* _Exercise set_:
1 > Reproduce the passage of the post about PETA from "Such horrifying stories" to "very stupid people.".
2 > Shift every coordinate in the answers by adding 123 to each number, and write out again only the entries from the line with "Each instance of the black throat" through the end of the entries, requests included.

* _Excerpt to read_:
● ● ● ● ● ● ●
7.04.2009

Why I Hate PETA and Their Cult-Like Following.

Case 1: "The 'Fireworks are Satan's Greatest Tool' Argument"!!

Taken from the PETA website:

"Many holiday events that will end with a bang—fireworks, that is—may be entertaining for people, but they are not nearly as much fun for animal companions or wildlife. Animals’ hearing is far more sensitive than ours, and unpredictable and deafening blasts from fireworks can cause them immense pain and fear and even damage their hearing.

Dogs, cats, birds, and other animals often become frightened and confused by the noise, causing them to panic and attempt to flee—frequently with devastating results. Many holidays end in tragedy when alarmed animals break out of screen doors and fenced yards and become lost or are hit by cars. Fireworks are just as disastrous to wildlife. Since pyrotechnic displays produce high-particulate emission-laden plumes, birds, who have sensitive respiratory systems, often choke when caught in or near pyrotechnic blasts.

Such horrifying stories are not restricted to nonhuman animals. Every year, bystanders and professional fireworks operators are injured and killed in fireworks-related incidents. Some displays have even ignited fires that have damaged property and habitat.

Holiday stories involving lighting displays don’t need to end in horror. This is because there are safer, affordable alternatives to fireworks that are just as magnificent and festive. Laser and light shows can give families, including their animal companions, real cause to celebrate.

Do you have a story about how fireworks ruined your holiday celebration? Or any ideas for how cities can light the sky with less bang and more cheer? Please enlighten us by leaving a comment … "


...Really, PETA? Now, let's read some comments from some very stupid people.

# Heather Says:
January 7th, 2009 at 3:41 pm

"I remember reading a story while in North Carolina two summers ago. It was about the ban on fireworks in the area. During a 4th of July celebration, a family dog found a firework that did not discharge right away - until it went off in his mouth. The family lost their dog due to the carelessness of others. I’m glad they ban them now, not only on the beaches, but on the private properties as well."

Oh, Heather. You know, if that family wasn't all retarded, you and they would realize that it wasn't due to fireworkee's carelessness, it was due to the stupid dog owner's carelessness.

Here's my favourite one:

"# Dani Says:
January 17th, 2009 at 5:24 pm

I lost my dog due to fireworks. The kids in the neighborhood were playing with fireworks the day before 4th of july. I went to the store to get my dog some rescue remedy or something to calm her down. She was in the house safely in a room with child proof baby gates. I forgot to close the dog door. When we got home she was gone. She jumped over the gates and then jumped over our deck. After looking for her all night and morning, we found her dead on the turn pike. All because someone was being irresponsible and playing with ilegal fireworks. She was the best dog ever."
● ● ● ● ● ● ●
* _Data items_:
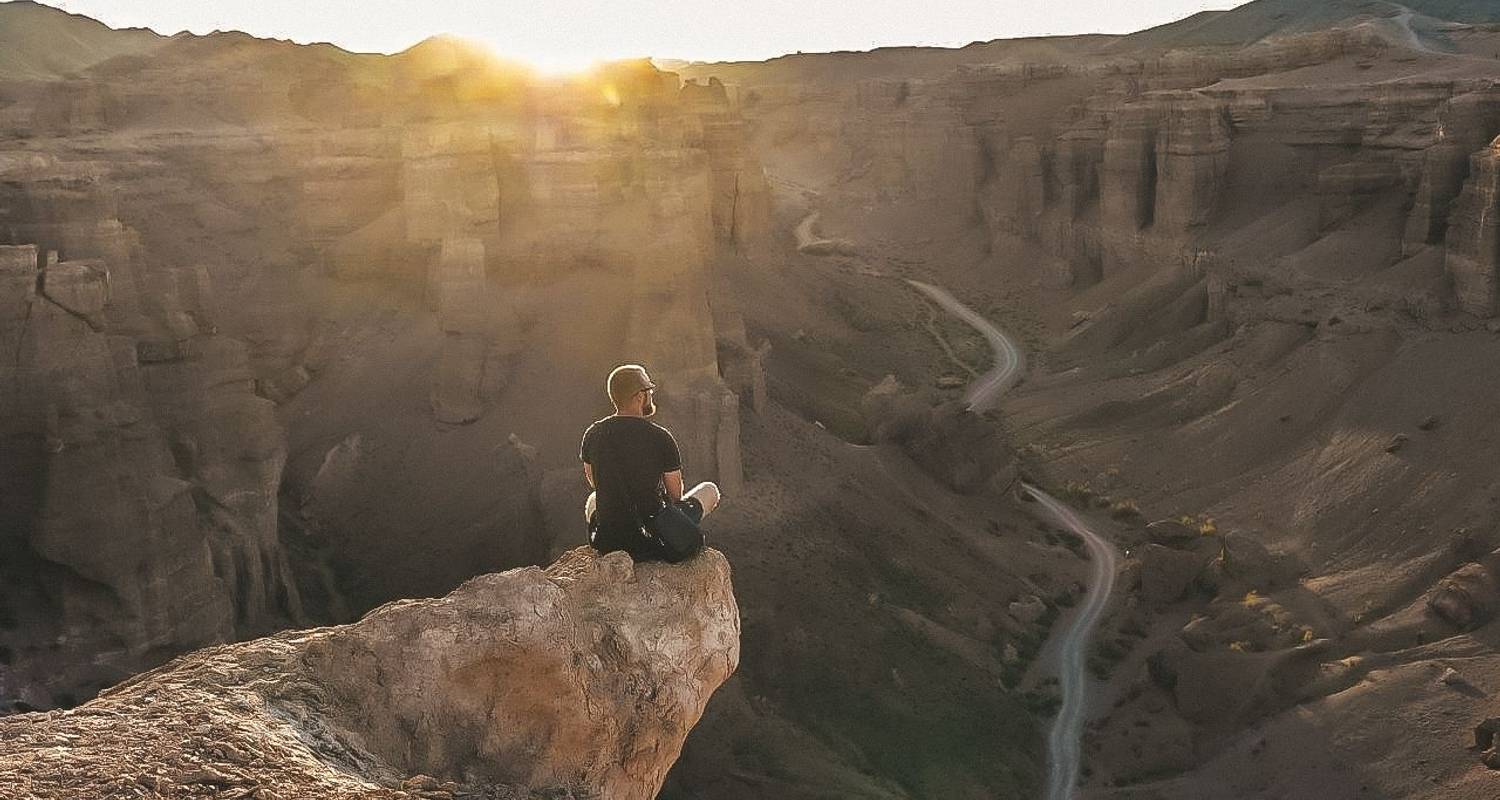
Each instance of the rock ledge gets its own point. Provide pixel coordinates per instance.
(584, 679)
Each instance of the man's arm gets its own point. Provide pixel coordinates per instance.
(584, 455)
(674, 485)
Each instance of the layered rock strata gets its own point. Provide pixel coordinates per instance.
(582, 679)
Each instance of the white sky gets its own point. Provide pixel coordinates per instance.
(572, 33)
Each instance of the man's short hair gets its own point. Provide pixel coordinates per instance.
(624, 381)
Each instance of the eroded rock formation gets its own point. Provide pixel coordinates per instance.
(584, 677)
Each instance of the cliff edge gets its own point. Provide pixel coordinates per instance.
(582, 679)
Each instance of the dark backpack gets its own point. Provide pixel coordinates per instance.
(680, 536)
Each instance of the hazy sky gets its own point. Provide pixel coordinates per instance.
(569, 33)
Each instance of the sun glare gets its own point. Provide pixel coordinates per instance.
(554, 63)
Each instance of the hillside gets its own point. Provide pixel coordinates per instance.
(39, 42)
(1265, 18)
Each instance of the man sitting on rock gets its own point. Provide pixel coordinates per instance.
(635, 470)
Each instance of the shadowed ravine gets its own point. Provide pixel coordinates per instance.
(1065, 737)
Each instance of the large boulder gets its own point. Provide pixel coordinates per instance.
(584, 679)
(1467, 598)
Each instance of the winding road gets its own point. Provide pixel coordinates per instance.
(1065, 737)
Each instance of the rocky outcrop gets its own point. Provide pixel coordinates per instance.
(141, 467)
(1191, 161)
(582, 679)
(1473, 240)
(1466, 125)
(1469, 596)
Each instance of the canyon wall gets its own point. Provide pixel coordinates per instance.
(180, 276)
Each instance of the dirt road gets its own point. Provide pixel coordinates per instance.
(1065, 737)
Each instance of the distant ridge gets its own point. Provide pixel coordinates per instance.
(1263, 18)
(42, 44)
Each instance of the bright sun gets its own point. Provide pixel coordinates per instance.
(554, 62)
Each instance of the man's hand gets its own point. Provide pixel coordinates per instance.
(674, 485)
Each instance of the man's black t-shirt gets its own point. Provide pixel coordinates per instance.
(627, 457)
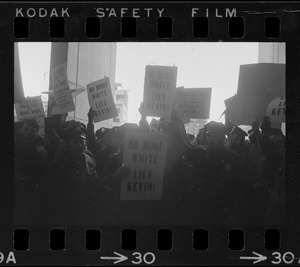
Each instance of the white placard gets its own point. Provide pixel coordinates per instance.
(101, 100)
(145, 154)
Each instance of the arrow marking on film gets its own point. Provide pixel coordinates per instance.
(257, 258)
(119, 259)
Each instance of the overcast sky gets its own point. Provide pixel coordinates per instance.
(214, 65)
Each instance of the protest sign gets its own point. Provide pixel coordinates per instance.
(145, 155)
(32, 108)
(153, 126)
(62, 101)
(258, 85)
(101, 100)
(193, 102)
(159, 90)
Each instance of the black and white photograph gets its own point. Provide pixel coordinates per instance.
(156, 133)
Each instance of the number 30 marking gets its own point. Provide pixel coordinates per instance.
(138, 257)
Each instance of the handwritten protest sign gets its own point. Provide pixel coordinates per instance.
(153, 126)
(193, 102)
(159, 90)
(145, 154)
(62, 98)
(101, 99)
(32, 108)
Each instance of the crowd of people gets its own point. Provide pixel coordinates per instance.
(73, 175)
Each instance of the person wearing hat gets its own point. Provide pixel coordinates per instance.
(74, 186)
(222, 195)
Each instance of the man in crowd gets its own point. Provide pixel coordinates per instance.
(73, 188)
(222, 194)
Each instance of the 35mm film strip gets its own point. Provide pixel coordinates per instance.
(151, 133)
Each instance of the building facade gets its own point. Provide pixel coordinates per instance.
(273, 53)
(86, 63)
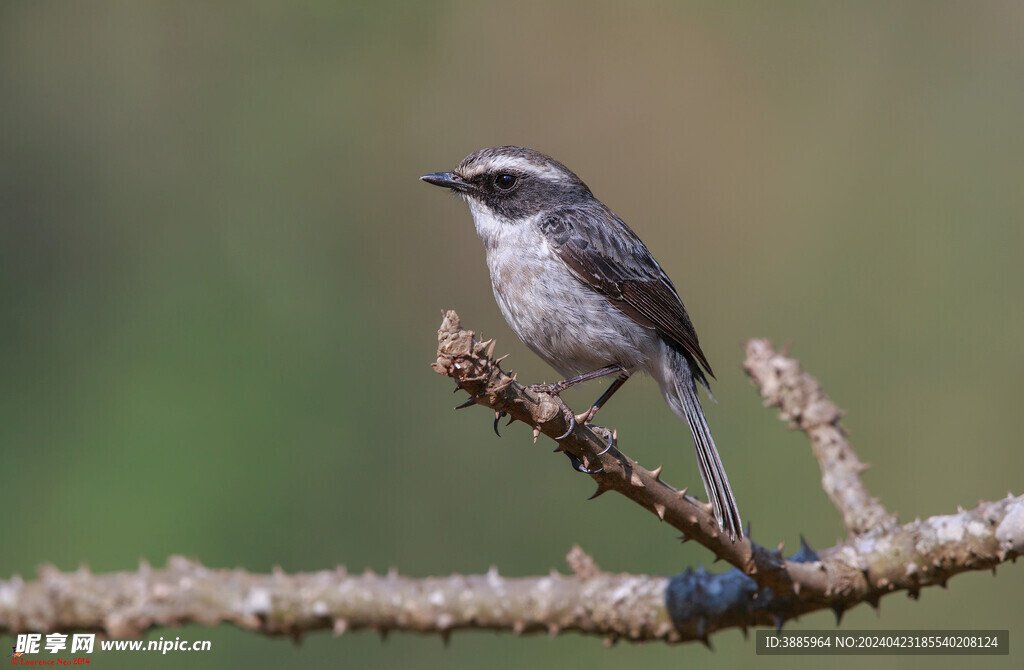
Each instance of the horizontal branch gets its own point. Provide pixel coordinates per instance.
(762, 589)
(635, 608)
(126, 604)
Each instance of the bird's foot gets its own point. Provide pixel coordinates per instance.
(549, 389)
(588, 416)
(579, 465)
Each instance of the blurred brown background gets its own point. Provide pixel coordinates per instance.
(220, 281)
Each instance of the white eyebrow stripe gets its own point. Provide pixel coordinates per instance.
(517, 163)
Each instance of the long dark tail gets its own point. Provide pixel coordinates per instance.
(679, 387)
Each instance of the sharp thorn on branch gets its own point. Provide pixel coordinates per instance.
(471, 402)
(498, 417)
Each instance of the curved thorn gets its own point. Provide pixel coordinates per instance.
(570, 428)
(580, 467)
(470, 402)
(498, 417)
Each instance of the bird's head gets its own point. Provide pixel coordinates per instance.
(512, 182)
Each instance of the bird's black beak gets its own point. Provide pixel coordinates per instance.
(449, 180)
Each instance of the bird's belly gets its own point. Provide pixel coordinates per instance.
(566, 323)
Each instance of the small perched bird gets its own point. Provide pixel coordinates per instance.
(581, 290)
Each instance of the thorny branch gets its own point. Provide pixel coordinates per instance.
(879, 556)
(802, 402)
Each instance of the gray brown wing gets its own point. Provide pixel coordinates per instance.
(604, 253)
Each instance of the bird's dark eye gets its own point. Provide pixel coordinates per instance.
(505, 181)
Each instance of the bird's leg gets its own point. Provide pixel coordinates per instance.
(555, 389)
(589, 415)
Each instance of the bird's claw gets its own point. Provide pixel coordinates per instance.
(580, 467)
(550, 389)
(569, 429)
(611, 441)
(587, 416)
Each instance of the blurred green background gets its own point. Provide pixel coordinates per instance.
(220, 282)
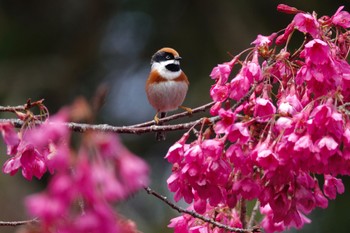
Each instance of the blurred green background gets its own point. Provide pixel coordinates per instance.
(58, 50)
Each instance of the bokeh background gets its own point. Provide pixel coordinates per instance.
(59, 50)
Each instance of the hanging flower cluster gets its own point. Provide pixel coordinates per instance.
(84, 184)
(295, 125)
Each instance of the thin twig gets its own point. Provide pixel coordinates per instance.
(17, 223)
(196, 215)
(253, 214)
(81, 127)
(175, 116)
(141, 128)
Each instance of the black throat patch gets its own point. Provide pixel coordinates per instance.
(173, 67)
● ● ● ● ● ● ●
* _Worked answers_:
1 >
Such horrifying stories are not restricted to nonhuman animals. Every year, bystanders and professional fireworks operators are injured and killed in fireworks-related incidents. Some displays have even ignited fires that have damaged property and habitat.

Holiday stories involving lighting displays don’t need to end in horror. This is because there are safer, affordable alternatives to fireworks that are just as magnificent and festive. Laser and light shows can give families, including their animal companions, real cause to celebrate.

Do you have a story about how fireworks ruined your holiday celebration? Or any ideas for how cities can light the sky with less bang and more cheer? Please enlighten us by leaving a comment … "


...Really, PETA? Now, let's read some comments from some very stupid people.

2 >
Each instance of the black throat patch gets its own point. Provide pixel coordinates per instance.
(296, 190)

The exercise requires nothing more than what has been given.